→ How to complete this task:
Return the entries in full, exactly as they were written.

---------- Record excerpts

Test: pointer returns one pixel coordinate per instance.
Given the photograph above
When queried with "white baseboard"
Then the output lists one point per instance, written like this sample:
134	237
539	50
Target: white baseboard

--------------------

→ Problem solution:
Test: pointer returns one pixel coordinate per instance.
Given the photograph above
When queried with "white baseboard"
Then the output lists one point per instance, written like this sample:
134	237
539	50
Target: white baseboard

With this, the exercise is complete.